:: Listed records

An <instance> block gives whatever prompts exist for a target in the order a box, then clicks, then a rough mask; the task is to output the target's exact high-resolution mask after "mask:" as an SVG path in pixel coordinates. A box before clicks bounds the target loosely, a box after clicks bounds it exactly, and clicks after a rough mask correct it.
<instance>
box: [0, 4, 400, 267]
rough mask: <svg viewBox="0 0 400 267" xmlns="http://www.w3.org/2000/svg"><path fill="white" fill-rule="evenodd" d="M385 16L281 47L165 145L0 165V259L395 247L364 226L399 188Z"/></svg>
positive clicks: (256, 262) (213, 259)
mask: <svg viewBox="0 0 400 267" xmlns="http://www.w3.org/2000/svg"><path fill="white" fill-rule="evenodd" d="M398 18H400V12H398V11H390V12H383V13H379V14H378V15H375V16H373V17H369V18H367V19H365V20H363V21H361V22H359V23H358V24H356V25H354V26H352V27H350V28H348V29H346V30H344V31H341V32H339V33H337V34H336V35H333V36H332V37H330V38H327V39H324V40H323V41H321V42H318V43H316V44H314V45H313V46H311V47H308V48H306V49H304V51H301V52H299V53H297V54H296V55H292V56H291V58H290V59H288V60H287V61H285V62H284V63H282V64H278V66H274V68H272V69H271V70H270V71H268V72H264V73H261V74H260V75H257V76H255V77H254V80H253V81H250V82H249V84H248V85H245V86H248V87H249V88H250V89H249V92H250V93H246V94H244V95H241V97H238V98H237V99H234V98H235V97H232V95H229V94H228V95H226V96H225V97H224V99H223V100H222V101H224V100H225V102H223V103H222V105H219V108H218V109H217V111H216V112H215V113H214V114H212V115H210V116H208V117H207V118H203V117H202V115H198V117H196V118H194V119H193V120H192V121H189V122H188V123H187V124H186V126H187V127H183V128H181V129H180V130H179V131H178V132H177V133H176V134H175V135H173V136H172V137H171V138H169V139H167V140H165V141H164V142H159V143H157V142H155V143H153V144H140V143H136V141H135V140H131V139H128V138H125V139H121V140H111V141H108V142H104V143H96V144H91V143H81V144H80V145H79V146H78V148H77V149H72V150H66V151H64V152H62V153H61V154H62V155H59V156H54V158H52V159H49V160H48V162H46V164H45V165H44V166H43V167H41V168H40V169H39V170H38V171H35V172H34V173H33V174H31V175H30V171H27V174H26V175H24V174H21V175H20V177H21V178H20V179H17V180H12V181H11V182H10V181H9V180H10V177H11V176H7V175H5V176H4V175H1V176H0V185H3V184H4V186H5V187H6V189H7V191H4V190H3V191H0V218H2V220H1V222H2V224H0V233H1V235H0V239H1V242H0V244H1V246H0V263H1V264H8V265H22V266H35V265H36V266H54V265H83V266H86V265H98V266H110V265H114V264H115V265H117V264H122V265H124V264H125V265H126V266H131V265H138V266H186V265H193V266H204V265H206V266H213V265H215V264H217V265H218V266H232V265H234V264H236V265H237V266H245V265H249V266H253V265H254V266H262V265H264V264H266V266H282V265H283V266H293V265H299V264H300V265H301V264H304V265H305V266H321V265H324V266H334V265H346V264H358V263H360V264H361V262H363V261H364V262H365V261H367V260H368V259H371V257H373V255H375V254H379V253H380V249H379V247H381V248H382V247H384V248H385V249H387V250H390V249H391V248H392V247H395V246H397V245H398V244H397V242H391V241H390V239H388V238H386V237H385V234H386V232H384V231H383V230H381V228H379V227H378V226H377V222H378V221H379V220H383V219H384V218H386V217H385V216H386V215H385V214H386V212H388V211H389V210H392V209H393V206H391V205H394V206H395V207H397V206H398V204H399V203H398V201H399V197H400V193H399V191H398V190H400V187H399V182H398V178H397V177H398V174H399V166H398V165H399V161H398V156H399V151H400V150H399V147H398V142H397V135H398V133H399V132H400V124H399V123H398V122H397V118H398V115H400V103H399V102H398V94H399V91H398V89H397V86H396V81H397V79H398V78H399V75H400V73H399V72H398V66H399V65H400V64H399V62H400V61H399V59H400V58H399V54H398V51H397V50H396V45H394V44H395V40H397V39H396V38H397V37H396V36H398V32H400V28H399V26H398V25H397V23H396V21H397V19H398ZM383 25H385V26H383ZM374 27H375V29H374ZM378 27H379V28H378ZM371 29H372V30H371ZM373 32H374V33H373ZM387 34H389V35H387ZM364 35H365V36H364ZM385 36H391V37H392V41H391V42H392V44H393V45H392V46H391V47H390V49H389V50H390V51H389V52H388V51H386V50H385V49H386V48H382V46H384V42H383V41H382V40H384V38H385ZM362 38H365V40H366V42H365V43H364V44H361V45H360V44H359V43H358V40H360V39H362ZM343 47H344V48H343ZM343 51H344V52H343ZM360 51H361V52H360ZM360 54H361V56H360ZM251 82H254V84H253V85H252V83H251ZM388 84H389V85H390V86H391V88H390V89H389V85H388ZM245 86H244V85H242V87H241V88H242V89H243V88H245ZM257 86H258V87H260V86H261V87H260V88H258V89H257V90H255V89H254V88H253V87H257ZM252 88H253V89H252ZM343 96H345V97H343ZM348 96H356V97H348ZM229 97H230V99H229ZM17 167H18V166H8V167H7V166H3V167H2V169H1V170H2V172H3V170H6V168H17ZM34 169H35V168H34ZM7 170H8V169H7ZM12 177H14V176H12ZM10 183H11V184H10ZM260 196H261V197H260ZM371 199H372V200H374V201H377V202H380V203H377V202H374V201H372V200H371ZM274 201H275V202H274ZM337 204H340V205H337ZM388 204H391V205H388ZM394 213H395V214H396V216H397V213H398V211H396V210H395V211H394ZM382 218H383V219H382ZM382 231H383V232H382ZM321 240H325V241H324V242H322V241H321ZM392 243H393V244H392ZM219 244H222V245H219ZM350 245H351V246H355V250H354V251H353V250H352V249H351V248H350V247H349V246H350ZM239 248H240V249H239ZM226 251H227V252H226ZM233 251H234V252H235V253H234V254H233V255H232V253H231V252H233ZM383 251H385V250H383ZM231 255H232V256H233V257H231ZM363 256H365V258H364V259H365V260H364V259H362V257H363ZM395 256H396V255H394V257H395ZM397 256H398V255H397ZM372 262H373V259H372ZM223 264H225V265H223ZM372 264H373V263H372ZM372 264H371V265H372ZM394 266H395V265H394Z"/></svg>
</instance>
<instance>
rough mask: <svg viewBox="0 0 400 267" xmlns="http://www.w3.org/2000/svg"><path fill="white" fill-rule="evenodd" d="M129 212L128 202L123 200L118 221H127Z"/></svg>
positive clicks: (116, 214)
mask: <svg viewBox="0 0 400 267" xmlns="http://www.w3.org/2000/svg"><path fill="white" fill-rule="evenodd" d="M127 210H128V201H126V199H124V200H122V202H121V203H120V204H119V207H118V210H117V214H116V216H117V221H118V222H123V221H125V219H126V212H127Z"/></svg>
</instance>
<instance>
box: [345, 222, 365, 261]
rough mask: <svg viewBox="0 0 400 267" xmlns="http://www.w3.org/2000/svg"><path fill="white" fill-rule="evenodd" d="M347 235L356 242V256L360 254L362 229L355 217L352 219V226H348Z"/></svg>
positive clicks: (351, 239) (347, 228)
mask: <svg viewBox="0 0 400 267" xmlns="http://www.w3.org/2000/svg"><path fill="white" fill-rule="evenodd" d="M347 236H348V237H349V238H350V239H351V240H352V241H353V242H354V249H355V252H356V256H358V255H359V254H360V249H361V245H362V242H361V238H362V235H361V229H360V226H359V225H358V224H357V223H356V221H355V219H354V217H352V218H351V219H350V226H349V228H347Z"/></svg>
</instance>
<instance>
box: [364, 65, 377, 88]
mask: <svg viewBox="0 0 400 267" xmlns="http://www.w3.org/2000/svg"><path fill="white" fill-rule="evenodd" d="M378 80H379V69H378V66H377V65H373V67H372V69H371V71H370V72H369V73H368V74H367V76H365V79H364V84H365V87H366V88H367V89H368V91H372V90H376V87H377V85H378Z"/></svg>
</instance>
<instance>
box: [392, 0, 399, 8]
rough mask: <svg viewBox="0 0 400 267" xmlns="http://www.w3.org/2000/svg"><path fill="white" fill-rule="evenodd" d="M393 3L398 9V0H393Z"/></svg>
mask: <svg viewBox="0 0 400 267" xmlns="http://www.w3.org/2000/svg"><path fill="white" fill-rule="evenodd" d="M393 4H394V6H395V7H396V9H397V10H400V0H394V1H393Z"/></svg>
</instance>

::::

_Task requirements_
Restate the listing word for word, but only from its first line through the line with "16L281 47L165 145L0", keeping both end lines.

_Response to the exercise_
An <instance> block gives whatever prompts exist for a target in the order a box, then clicks, then a rough mask; the task is to output the target's exact high-resolution mask after "mask:" as an SVG path in pixel coordinates. A box before clicks bounds the target loosely, a box after clicks bounds it exactly, and clicks after a rough mask correct it.
<instance>
box: [0, 4, 400, 267]
rough mask: <svg viewBox="0 0 400 267" xmlns="http://www.w3.org/2000/svg"><path fill="white" fill-rule="evenodd" d="M385 16L281 47L165 145L0 165V259L395 247L364 226L399 188Z"/></svg>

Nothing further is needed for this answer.